PAGE EXCERPT
---+---
My problems are unique (in my mind). Because I was employed by ” other government entities” sometimes, my service medical records (SMRs) ended up in places other than where they should have. My argument was simple. If the government is tasked with keeping your SMRs, and you discover they are still in a civilian hospital at the ass end of nowhere in Thailand, shouldn’t the vA retrieve them? More importantly, if you politely ask them twice? And most importantly, if you provide them with a portion proving their existence and probative nature on the subject, shouldn’t they stop what they’re doing and go get them? Most of us will never encounter this problem but there it is-a unique situation never before addressed by the Court, the BVA and the chowderheads at the RO.
---+---
EXTRACTED INFORMATION

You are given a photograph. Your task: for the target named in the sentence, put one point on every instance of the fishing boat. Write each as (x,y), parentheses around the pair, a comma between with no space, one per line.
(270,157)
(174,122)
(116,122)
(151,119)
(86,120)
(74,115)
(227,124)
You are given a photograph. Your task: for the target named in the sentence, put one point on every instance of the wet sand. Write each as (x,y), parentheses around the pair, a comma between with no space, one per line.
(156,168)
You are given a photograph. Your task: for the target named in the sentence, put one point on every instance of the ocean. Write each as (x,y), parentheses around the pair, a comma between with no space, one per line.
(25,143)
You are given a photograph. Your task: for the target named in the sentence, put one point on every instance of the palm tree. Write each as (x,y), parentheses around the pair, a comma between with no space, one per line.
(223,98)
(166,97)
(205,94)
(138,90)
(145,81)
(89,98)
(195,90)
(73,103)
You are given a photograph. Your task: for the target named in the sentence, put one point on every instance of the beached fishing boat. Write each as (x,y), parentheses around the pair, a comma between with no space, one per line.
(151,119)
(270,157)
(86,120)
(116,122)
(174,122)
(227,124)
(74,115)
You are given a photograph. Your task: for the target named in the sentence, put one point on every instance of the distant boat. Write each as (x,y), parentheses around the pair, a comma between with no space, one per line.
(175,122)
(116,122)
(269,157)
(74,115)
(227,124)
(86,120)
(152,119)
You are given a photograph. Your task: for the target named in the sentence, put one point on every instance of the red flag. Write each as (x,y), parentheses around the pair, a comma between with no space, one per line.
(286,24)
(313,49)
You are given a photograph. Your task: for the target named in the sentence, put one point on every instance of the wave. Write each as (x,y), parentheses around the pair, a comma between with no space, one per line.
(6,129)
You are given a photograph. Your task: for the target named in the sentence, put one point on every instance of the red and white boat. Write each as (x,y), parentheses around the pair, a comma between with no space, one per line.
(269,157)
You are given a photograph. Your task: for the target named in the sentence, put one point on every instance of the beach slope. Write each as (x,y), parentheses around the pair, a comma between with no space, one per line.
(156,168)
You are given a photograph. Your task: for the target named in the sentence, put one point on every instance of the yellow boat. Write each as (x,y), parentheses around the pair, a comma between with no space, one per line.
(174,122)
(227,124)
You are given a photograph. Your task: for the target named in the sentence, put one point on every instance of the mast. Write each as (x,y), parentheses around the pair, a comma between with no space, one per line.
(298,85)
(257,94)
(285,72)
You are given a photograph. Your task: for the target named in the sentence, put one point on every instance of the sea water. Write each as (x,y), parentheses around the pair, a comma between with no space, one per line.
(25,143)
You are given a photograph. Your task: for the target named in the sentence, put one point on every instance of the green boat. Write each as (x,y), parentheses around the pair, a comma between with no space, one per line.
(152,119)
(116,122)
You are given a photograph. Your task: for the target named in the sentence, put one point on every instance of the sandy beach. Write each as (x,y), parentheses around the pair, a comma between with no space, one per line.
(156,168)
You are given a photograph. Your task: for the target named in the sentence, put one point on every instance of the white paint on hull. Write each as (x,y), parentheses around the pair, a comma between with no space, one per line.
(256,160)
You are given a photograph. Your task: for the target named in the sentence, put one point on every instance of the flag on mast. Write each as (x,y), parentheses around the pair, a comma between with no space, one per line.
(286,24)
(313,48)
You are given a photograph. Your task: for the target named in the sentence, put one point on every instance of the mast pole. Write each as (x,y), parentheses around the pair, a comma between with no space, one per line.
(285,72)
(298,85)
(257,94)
---+---
PROBLEM SET
A. Which bodies does the last sentence of the passage about misplaced service medical records name as never having addressed this situation before?
B. In the passage about misplaced service medical records, where does the writer say the records were discovered?
C. Carry on the passage about misplaced service medical records from its final sentence.

ANSWERS IN ORDER
A.
- the Court
- the BVA
- the RO

B. In a civilian hospital at the ass end of nowhere in Thailand.

C.
If records created by the hospital and paid for by Uncle Sam are not Federal records, what are they? I maintain they are official service records created solely for the benefit of the Government. Having paid for them, I feel they should have been associated with my SMRs. Most importantly, once apprised of their location, content, and availability, I feel it was an outcome determinative error to blow me off and say “Pshaw. We feel we have everything we need right here, Mr. Nod.” We won’t go into the little error they made at the end where they put on their white suits and toy stethoscopes and said (I love this):
[Based on the record, it appears likely that the “pain” referred to [several years later after service] was the left hip pain documented in the service medical records rather than back pain.]
This would be the left hip pain which was never diagnosed and was described thus:
The episodes of left hip pain the veteran experienced in service were acute and transitory and resolved without objectively demonstrable pathology by the time of service separation in February 1973.
At what point does an acute pain turn into a chronic pain? Why, several minutes after stepping off-base for the last time. This is the way vA looks at the possibility of HCV being contracted via sexual congress. It cannot happen during service simply because the medical odds of this happening are less than 1 percent. Nevertheless the moment you are discharged and get laid, the odds go up to about 80% that your licentious, risky lifestyle was the cause of all your woes.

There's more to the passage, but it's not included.